**** ARTICLE ****
Le fond du trou est un album dont j’ai découvert l’existence en lisant un exemplaire de la revue dBD. L’article l’évoquant était suffisamment élogieux pour ma curiosité à l’égard ce curieux ouvrage soit attisée. Lire cet ouvrage dont la particularité était d’être traversé par un trou de part en part m’intriguait. C’est par ailleurs l’occasion de découvrir un auteur qui m’était jusqu’alors inconnu : Jean-Paul Eid.
La première page nous plonge dans le salon de Jérôme Bigras. Cet homme bedonnant et moustachu est en train de lire son journal assis dans son fauteuil. Tout à coup, un bruit retentit. Un trou est apparu dans son écran de télévision. De ce trou, s’extrait difficilement un homme masqué. Qui est-il ? D’où vient-il ? Voilà les enjeux de l’histoire…
La structure narrative est originale et particulière. Tout d’abord, il y a ce trou qui habite chacune des pages. Ils font donc intégrer cette contrainte forte dans la construction de la planche et de l’histoire. Je dois bien avouer que la réussite de cet aspect est inégale d’une page à l’autre. Néanmoins, globalement, l’auteur s’en sort plutôt bien et arrive à faire en sorte que ce trou ne soit pas qu’un gadget scénaristique.
****
> **CONSIGNE 1**
Selon la critique de l'album Le fond du trou, dans quelle lecture l'auteur de la critique a-t-il découvert l'existence de cet album ?
> **CONSIGNE 2**
Donnez la suite de la critique de l'album Le fond du trou, en reprenant après sa dernière phrase.
**** DONNÉES FOURNIES ****
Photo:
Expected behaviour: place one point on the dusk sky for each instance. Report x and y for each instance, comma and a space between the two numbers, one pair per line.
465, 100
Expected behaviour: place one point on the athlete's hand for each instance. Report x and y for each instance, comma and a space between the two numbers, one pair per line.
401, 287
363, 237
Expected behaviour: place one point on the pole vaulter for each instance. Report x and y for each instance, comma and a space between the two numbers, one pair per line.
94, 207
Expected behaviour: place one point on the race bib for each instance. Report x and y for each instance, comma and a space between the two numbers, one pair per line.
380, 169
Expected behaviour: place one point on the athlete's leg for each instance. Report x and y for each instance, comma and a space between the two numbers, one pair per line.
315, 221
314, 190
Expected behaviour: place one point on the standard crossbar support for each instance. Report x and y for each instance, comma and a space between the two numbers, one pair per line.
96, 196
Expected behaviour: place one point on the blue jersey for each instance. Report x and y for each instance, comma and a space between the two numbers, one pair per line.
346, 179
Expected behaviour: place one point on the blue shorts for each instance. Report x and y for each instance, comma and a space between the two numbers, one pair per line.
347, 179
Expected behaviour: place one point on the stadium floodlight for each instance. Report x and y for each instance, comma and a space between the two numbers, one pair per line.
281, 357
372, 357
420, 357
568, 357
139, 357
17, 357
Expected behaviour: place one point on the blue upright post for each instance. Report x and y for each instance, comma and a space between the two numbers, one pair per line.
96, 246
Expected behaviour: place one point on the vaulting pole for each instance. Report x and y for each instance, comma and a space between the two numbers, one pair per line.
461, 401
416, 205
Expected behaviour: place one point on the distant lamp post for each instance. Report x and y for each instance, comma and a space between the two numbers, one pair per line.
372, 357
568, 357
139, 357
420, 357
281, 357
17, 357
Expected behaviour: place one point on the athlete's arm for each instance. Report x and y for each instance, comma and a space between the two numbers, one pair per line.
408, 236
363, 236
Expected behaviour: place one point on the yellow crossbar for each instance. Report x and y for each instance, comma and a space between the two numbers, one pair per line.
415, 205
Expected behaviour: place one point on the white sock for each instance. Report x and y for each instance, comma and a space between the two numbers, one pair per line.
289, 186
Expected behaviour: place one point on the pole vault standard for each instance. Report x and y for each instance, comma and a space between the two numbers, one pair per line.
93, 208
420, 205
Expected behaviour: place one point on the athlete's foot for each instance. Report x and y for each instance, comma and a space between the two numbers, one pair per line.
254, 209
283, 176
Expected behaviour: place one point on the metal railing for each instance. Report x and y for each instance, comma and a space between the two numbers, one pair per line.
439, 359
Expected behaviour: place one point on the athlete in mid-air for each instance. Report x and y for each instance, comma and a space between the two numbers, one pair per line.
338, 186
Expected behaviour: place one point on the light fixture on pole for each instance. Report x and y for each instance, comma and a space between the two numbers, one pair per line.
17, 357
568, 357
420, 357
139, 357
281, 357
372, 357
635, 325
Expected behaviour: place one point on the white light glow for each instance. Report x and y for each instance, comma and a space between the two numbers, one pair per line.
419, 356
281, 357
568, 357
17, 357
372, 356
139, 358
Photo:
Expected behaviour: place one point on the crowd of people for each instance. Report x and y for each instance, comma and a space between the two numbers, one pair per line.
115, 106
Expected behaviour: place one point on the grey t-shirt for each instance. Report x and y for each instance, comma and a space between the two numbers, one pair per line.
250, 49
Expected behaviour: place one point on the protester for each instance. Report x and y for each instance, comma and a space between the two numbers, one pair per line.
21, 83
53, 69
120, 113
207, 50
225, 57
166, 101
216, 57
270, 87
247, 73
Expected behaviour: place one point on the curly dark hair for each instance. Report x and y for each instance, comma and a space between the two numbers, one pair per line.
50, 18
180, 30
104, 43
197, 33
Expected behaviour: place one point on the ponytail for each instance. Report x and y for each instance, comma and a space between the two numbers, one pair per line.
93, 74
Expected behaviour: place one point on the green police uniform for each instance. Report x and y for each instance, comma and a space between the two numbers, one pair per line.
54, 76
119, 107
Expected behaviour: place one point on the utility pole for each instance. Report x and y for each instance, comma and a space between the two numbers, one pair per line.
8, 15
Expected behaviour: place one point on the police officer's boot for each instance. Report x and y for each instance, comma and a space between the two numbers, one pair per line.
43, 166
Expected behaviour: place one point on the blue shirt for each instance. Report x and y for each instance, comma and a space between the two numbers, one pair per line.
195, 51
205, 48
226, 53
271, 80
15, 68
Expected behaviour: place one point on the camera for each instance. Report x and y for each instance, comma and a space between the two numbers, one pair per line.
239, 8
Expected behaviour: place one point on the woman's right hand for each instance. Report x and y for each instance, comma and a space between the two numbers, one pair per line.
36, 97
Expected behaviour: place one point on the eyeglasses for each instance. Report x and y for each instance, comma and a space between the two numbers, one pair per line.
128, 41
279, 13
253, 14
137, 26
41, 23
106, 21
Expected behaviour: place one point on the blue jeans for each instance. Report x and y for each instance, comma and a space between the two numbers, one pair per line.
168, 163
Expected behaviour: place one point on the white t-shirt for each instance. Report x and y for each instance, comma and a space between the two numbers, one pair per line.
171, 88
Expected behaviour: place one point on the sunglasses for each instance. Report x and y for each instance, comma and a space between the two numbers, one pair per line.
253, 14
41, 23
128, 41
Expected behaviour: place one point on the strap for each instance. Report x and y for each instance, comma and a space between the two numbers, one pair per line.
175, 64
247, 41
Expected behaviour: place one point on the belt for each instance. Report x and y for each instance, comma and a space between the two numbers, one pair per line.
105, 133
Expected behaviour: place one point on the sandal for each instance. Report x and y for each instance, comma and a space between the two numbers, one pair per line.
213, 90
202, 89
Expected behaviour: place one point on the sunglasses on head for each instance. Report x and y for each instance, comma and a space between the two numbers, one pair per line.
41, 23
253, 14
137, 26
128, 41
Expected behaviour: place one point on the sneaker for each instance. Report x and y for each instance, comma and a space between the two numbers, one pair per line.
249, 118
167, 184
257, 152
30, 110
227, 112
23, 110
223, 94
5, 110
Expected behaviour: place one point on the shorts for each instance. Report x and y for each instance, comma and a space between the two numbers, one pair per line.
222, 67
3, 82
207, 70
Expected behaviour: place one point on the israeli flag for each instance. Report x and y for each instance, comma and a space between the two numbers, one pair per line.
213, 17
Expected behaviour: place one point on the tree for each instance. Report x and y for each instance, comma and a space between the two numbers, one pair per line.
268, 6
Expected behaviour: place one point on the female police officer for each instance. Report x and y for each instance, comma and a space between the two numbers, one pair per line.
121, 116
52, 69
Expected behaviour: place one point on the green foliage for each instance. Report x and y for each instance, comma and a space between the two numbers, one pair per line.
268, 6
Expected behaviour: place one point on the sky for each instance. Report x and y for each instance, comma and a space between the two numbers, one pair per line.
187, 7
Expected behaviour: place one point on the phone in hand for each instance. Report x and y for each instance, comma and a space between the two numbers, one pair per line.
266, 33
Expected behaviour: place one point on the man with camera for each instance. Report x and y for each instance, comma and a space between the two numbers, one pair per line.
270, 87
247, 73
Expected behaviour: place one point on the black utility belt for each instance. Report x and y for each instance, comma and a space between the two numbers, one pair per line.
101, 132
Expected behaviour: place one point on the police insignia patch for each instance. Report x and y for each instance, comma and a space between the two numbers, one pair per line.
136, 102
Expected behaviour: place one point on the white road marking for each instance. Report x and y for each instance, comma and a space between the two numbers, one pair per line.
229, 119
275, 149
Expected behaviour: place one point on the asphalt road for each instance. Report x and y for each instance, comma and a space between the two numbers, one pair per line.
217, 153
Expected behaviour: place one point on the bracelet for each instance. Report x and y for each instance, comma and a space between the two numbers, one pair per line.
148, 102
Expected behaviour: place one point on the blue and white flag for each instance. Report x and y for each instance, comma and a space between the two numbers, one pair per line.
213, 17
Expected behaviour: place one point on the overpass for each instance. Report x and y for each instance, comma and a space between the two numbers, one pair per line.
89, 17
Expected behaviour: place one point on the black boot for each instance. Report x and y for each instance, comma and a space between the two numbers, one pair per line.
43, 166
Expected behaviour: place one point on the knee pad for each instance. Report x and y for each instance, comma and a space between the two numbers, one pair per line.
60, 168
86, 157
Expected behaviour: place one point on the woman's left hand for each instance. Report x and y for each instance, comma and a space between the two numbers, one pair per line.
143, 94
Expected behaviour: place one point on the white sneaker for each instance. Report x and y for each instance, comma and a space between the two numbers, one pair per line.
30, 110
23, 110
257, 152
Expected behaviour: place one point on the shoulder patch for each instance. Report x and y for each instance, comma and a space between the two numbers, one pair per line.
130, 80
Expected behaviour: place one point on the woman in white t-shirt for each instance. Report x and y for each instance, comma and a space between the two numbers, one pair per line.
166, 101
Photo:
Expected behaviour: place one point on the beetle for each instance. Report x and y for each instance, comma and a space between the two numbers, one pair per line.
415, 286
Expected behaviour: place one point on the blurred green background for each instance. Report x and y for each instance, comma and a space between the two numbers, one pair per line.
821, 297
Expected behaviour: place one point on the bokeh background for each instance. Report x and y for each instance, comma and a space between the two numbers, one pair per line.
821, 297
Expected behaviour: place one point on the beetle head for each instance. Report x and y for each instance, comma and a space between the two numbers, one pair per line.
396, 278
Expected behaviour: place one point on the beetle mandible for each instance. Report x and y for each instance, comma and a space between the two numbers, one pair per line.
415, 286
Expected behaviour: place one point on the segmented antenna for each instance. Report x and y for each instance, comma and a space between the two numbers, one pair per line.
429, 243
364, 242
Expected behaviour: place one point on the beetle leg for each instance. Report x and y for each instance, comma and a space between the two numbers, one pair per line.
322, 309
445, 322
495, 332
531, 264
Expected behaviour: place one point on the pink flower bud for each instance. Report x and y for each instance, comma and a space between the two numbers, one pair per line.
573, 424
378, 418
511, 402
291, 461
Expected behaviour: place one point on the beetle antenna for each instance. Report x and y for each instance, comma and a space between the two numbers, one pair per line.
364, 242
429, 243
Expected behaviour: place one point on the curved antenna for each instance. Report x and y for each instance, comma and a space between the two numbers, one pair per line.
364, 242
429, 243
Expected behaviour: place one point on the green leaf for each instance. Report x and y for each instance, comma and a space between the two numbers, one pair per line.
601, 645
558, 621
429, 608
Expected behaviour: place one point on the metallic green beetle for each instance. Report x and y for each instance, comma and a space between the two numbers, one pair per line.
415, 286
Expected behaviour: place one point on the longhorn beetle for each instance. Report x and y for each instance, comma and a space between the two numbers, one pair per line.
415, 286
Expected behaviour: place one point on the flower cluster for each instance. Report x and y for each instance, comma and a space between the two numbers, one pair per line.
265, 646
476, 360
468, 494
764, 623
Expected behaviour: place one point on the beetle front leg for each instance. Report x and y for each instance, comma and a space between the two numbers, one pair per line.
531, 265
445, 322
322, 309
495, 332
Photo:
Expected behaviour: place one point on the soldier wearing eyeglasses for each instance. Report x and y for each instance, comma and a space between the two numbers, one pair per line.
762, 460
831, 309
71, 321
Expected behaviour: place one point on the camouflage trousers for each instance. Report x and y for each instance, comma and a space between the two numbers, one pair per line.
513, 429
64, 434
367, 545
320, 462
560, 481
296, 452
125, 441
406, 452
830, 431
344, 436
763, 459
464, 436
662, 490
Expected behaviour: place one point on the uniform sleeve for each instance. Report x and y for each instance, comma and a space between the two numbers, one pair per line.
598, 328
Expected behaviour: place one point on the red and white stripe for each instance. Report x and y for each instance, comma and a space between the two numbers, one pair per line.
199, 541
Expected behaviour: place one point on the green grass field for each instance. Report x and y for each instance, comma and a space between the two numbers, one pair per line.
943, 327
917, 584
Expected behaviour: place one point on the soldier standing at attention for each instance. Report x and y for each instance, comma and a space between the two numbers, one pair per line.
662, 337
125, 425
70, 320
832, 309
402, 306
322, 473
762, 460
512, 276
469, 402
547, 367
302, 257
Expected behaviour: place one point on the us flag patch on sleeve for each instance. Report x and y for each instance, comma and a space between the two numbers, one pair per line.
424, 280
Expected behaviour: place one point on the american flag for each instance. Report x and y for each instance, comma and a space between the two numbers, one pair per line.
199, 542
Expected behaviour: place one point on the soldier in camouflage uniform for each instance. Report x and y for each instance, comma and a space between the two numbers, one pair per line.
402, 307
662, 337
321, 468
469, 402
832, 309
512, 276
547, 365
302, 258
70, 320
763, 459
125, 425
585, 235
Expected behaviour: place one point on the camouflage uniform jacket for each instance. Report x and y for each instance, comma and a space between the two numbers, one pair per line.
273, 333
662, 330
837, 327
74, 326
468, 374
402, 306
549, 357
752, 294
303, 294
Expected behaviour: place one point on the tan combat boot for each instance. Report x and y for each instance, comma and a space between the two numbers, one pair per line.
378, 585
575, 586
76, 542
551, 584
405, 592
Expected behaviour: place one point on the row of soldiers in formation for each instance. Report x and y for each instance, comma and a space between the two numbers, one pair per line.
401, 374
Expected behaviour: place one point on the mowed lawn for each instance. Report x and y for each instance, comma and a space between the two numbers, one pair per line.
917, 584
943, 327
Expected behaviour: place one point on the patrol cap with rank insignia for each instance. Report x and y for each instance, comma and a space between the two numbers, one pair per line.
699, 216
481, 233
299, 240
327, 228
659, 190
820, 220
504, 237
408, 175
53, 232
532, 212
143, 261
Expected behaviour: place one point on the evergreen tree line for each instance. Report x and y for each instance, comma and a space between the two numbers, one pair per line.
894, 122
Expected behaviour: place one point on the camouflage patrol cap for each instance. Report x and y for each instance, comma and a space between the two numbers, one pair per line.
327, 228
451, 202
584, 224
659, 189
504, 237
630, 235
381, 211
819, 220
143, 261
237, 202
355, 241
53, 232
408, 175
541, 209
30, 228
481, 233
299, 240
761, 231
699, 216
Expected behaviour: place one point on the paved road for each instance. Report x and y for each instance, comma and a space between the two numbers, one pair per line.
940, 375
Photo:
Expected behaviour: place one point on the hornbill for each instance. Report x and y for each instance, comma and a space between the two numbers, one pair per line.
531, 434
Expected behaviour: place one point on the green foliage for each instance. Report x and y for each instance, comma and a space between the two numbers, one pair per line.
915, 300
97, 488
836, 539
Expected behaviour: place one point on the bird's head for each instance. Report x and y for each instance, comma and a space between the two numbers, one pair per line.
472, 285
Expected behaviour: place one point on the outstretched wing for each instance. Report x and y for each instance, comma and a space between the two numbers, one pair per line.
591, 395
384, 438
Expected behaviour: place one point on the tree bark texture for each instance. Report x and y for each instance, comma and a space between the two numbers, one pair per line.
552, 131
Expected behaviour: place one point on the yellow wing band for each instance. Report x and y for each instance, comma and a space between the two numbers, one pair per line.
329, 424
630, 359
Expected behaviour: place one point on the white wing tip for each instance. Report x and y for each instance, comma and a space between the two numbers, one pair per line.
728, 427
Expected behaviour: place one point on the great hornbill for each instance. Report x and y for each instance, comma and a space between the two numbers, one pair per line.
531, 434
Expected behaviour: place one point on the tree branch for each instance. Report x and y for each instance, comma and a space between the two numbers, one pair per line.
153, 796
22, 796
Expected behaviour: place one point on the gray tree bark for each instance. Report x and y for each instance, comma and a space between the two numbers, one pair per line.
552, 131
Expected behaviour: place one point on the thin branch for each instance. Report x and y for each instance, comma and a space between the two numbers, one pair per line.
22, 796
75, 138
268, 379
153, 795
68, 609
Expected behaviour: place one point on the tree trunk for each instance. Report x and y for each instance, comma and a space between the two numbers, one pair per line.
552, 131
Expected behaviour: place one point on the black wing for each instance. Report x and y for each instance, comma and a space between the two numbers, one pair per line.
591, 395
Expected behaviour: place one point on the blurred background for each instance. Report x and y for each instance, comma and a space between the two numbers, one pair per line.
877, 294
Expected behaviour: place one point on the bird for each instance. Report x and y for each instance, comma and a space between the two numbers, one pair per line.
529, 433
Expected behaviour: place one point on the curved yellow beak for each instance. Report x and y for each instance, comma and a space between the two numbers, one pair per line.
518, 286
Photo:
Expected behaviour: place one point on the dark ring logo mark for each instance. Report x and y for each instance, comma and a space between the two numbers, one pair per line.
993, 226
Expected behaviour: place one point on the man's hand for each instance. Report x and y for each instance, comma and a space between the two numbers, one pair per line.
****
> **RÉPONSE 1**
Dans un exemplaire de la revue dBD.

> **RÉPONSE 2**
Autre particularité, et pas des moindres, la construction narrative remet en cause la « Convention internationale sur le sens de la lecture » évoquée par un personnage. La citation « L’escouade spéciale ? C’est que… on l’a affectée à la page 17 ! » se trouve à la page 5. Tout au long du déroulé de l’histoire, l’auteur prend plaisir à mettre en relation différentes planches de l’album. Il joue également avec la dimension recto-verso de certaines pages. Ce choix est légèrement perturbant au début mais je m’y suis finalement assez vite adapté. Là encore, toutes les utilisations de cette liberté ne sont pas de qualité égale mais dans l’ensemble elle apporte une originalité appréciable à la lecture.
Côté dessins, l’auteur s’en sort plutôt bien. Son style s’accorde parfaitement avec le ton décalé et déluré de l’album. Un accent est porté sur l’expression des visages. En effet, les réactions sont souvent excessives et épidermiques. Les illustrations les mettent joliment en valeur. La grande variété de personnages et de décors est efficacement mise en valeur. Le travail sur les couleurs colle également bien à l’ambiance générale.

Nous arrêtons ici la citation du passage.